_Task prompt_
Answer these questions from the article below about Princeton dining hall workers during Winter Storm Stella.
(a) About how many dining hall workers volunteered to sleep on cots?
(b) What did the initial story fail to make clear?
(c) On what morning did the social media storm begin?

_Page text_
_ _ _ _

Here is what happened with Princeton dining hall workers last night

“The situation highlights how wonderful the dining staff is rather than this being a horrible situation that the University got them into,” says Princeton freshman whose mother is on dining hall staff

Approximately 35 dining hall workers volunteered to sleep in cots in the multipurpose-room of the Frist basement and the Graduate College in the advent of Winter Storm Stella, the Daily Princetonian reported earlier today. These workers along with other essential employees did so to ensure that they can report to their posts on time.

The initial story, which did not articulate the voluntary nature of the employees’ stay, sparked a social media storm Tuesday morning as students questioned whether the workers were forced to stay on campus and whether they received compensation for their time. Some gasped at the diligence of dining hall workers while other expressed concerns with how the University treated them.

_ _ _ _

_Material_
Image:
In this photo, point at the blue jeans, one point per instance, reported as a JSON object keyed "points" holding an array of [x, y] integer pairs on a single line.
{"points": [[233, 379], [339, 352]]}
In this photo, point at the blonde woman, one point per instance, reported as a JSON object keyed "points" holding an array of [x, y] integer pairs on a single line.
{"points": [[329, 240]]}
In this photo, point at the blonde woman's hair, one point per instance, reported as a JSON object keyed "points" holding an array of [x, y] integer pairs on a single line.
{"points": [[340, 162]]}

_ _ _ _

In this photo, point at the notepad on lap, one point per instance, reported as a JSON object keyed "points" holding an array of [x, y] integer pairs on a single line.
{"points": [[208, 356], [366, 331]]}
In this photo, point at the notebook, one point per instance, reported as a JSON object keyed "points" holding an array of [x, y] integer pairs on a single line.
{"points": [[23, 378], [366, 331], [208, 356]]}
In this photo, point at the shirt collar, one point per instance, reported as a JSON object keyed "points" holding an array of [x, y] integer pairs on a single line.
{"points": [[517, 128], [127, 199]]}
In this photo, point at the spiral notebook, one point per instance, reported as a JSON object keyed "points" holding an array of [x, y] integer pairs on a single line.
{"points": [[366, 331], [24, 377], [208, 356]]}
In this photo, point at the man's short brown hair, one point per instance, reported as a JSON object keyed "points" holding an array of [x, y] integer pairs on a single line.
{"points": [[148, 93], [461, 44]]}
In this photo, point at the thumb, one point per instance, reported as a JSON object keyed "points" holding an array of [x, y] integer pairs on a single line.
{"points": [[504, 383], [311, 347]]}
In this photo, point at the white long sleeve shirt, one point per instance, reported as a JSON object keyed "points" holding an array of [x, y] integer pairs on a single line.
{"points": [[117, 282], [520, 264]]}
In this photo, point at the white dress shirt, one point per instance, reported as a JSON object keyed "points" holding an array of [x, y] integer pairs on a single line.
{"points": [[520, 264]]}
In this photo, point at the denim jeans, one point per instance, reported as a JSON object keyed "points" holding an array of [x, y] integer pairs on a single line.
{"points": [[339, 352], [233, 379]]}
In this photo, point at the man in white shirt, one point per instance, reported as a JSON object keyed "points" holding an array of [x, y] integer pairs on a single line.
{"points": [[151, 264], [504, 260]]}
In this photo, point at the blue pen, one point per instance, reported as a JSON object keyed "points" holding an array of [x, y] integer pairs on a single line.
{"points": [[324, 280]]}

_ _ _ _

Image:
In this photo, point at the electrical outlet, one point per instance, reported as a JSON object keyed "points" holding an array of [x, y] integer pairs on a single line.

_ _ _ _

_Reply_
(a) Approximately 35.
(b) That the employees' stay was voluntary.
(c) Tuesday morning.